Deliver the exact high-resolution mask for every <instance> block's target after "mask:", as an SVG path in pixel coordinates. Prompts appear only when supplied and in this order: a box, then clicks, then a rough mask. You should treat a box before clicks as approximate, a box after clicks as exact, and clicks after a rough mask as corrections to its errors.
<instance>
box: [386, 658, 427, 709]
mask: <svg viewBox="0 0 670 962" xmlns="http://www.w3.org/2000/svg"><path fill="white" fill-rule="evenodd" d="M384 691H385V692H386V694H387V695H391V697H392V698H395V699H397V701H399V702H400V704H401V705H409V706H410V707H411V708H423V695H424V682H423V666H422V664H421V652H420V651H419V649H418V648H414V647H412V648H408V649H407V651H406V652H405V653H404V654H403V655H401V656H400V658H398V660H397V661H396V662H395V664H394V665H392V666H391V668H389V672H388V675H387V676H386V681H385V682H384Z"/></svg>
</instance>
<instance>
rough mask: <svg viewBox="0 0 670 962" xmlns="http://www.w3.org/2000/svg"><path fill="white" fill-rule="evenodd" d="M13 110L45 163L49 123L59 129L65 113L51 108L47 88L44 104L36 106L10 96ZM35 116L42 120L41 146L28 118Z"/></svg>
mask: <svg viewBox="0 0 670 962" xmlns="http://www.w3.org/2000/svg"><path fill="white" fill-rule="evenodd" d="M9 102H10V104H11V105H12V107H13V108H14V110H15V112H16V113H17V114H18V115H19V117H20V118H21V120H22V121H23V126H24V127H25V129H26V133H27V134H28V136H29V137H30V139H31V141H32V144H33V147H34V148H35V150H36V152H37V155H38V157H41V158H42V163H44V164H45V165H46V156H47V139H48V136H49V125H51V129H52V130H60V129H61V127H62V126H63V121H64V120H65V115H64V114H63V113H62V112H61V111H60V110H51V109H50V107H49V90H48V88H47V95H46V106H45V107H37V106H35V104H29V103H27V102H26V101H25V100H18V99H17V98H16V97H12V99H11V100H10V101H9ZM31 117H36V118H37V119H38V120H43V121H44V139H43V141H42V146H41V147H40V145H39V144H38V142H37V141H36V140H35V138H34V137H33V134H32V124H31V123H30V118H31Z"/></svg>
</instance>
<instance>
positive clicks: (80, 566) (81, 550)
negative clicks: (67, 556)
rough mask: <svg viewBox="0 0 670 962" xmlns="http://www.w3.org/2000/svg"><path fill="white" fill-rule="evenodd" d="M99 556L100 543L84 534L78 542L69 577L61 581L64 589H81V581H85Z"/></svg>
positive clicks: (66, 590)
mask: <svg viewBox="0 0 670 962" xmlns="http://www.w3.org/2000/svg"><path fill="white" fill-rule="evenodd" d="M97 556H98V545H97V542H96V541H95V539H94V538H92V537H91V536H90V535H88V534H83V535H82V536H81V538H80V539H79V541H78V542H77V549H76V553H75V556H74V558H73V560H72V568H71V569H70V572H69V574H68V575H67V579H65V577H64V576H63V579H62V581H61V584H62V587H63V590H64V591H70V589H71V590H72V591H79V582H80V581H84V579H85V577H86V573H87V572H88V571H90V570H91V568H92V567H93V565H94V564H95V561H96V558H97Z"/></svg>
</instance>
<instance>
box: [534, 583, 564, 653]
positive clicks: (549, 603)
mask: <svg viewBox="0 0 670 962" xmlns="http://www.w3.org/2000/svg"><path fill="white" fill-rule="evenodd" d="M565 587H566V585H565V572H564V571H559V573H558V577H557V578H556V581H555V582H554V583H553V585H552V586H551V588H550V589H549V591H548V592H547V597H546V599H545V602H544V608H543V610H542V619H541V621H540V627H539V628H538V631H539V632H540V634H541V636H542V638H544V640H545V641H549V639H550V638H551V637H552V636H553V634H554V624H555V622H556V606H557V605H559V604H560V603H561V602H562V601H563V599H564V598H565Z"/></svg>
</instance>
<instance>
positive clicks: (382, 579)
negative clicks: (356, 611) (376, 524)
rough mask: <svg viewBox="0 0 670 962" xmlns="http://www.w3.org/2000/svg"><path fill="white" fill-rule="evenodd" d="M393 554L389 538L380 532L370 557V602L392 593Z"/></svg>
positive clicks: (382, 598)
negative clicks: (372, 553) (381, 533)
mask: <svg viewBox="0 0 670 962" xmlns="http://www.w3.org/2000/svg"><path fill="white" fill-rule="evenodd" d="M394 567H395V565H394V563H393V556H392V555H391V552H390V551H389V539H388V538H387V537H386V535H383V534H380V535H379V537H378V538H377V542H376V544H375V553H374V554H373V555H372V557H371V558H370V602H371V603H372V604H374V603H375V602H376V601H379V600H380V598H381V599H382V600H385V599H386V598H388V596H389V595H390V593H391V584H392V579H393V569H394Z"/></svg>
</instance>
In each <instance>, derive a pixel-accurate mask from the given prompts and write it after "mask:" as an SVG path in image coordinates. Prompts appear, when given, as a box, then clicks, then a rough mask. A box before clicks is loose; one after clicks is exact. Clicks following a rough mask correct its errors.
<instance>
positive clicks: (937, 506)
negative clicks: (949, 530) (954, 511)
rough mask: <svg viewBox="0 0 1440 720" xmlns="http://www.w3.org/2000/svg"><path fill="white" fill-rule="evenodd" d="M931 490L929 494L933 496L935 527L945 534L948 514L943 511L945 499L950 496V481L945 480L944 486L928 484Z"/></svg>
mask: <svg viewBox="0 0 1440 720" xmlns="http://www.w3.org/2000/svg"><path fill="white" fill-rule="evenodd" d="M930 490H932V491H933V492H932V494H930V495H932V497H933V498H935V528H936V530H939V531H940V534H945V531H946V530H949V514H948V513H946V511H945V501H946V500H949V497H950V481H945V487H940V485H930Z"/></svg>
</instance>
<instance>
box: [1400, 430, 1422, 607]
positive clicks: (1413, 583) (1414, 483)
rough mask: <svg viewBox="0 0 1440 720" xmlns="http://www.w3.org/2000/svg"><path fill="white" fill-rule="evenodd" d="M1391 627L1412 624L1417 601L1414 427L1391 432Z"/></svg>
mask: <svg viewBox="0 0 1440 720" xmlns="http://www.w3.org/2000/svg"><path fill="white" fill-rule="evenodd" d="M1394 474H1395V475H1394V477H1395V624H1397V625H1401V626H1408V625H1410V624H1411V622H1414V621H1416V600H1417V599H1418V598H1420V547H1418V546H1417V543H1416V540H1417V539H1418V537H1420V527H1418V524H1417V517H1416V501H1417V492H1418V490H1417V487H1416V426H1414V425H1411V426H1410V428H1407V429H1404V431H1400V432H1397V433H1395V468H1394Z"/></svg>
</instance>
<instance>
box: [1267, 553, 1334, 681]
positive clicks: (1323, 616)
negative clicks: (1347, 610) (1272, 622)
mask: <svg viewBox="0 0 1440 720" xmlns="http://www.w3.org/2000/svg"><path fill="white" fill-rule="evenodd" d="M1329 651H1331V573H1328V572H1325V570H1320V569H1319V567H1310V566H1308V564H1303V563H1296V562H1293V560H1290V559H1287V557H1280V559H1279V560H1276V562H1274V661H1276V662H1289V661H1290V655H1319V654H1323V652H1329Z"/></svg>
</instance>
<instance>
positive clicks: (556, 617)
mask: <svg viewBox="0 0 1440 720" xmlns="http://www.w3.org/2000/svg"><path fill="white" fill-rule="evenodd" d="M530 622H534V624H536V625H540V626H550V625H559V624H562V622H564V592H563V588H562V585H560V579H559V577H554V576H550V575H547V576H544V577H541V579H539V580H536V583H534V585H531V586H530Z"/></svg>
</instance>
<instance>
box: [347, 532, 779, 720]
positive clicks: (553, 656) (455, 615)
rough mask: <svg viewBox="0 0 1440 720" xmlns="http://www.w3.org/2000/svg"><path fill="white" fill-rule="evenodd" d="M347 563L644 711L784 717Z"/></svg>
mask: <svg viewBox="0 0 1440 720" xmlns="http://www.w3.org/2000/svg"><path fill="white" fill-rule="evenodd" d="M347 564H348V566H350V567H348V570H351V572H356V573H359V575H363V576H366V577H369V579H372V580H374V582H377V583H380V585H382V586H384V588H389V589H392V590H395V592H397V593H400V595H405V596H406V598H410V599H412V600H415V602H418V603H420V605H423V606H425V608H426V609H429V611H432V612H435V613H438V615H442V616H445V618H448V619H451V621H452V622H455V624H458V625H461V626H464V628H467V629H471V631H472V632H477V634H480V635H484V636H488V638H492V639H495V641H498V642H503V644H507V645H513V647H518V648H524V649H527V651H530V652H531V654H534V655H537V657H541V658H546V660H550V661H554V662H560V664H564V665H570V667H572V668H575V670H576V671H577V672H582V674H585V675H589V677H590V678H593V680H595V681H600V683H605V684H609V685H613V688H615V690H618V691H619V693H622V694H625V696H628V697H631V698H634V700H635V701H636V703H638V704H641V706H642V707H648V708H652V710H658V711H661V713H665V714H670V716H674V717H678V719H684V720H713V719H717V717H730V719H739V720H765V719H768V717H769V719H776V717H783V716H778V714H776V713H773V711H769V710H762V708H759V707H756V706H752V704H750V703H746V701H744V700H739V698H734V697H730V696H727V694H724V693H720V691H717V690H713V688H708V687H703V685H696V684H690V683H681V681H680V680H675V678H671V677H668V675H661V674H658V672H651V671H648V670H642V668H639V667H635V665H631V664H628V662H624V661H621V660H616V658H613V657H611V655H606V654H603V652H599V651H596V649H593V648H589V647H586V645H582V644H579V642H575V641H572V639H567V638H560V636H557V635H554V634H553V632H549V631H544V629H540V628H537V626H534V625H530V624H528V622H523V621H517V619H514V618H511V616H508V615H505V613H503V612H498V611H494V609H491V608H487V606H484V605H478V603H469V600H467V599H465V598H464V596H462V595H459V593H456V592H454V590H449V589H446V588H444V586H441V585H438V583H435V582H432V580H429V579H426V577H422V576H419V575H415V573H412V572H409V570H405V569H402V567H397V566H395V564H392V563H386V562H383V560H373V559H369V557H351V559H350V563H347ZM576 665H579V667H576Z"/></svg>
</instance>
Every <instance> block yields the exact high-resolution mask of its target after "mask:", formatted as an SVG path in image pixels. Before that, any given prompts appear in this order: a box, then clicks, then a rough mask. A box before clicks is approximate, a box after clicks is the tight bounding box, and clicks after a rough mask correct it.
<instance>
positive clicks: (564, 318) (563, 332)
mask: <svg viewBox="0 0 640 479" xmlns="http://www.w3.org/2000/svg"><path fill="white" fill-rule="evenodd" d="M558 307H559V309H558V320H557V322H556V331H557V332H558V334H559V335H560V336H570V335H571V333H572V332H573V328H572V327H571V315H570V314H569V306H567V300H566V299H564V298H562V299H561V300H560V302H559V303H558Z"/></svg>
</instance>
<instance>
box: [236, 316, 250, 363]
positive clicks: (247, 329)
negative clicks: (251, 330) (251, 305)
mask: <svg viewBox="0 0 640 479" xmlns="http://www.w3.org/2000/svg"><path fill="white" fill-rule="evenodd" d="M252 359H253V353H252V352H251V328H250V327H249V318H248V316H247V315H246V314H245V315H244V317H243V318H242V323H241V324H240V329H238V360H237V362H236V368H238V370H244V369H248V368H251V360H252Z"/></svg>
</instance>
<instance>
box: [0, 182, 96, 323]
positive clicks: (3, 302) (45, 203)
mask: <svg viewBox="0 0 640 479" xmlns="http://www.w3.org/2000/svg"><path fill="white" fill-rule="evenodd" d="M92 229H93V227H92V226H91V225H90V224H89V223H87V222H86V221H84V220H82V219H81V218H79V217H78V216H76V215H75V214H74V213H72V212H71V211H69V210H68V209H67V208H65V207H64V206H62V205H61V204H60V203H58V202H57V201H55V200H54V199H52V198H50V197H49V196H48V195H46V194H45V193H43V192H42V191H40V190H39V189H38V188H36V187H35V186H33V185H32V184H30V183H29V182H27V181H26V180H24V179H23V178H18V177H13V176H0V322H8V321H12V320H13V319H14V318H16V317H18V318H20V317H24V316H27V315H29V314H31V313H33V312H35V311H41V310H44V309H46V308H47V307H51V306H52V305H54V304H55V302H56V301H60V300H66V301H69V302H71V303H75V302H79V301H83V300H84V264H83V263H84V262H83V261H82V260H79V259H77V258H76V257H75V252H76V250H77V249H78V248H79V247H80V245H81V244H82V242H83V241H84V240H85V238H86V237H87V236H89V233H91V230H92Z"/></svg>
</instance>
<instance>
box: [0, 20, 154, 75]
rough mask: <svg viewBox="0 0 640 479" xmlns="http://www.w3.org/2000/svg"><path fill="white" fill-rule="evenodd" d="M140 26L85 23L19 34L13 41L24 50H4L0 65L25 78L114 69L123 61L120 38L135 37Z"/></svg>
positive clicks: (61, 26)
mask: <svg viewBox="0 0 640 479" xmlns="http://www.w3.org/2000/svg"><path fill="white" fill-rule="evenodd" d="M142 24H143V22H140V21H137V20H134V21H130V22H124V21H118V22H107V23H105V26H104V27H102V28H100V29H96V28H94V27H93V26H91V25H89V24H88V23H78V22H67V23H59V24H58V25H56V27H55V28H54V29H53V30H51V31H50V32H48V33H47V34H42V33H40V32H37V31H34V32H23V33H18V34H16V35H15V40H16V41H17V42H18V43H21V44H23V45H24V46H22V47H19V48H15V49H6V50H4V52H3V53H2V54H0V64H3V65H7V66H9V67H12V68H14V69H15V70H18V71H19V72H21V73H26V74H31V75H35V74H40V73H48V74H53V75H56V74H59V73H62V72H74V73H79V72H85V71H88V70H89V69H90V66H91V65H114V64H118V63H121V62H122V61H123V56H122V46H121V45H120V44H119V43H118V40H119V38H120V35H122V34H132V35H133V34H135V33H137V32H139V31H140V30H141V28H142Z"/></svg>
◆ ◆ ◆ ◆ ◆
TASK DIRECTIONS:
Only the lines above from the line with "positive clicks: (247, 329)" to the line with "box: [0, 182, 96, 323]", those two lines included, should be reproduced exactly.

FINAL ANSWER:
positive clicks: (247, 329)
negative clicks: (251, 330) (251, 305)
mask: <svg viewBox="0 0 640 479" xmlns="http://www.w3.org/2000/svg"><path fill="white" fill-rule="evenodd" d="M252 359H253V353H252V352H251V328H250V327H249V318H248V316H247V315H246V314H245V315H244V317H243V318H242V323H241V324H240V329H238V360H237V362H236V368H238V370H244V369H248V368H251V360H252Z"/></svg>
</instance>
<instance>
box: [0, 182, 96, 323]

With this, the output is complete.